[Collected data entries]

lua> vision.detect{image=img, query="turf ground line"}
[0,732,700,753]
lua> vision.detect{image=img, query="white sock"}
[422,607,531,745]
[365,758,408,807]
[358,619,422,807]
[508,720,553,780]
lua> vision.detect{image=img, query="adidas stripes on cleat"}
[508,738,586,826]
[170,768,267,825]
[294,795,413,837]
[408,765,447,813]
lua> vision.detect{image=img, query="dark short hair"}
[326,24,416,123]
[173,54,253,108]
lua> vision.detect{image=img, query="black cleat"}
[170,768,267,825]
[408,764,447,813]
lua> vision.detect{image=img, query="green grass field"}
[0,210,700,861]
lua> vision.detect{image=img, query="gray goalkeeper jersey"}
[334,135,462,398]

==

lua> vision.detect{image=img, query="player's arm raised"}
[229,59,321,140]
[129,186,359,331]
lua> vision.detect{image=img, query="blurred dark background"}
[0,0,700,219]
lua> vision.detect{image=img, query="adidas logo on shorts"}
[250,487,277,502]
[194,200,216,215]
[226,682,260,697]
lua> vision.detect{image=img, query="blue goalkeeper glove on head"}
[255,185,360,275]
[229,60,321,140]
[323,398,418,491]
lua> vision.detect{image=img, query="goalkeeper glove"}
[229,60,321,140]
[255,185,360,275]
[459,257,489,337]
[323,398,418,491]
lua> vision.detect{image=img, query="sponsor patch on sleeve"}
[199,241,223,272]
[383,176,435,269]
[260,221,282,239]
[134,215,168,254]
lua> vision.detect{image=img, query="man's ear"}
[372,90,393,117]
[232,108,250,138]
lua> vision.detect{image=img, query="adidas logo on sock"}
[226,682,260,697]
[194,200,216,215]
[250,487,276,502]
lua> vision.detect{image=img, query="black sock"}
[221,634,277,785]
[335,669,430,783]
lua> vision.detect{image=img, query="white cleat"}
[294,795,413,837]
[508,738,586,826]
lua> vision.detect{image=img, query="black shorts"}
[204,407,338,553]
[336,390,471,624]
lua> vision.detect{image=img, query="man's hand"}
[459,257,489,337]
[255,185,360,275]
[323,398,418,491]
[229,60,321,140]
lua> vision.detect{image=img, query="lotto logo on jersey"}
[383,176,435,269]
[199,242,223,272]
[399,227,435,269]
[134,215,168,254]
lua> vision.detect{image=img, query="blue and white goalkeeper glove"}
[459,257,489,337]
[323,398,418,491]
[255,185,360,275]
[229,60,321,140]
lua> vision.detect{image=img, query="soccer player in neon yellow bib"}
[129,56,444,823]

# Your task
Pull out each row that contains the word "adidas" and list those rows unchanged.

# Problem solution
lua> vision.detect{image=img, query="adidas stripes on cleat"}
lua> vision.detect{image=img, query="adidas logo on shorts"}
lua> vision.detect{image=img, query="adidas logo on sock"}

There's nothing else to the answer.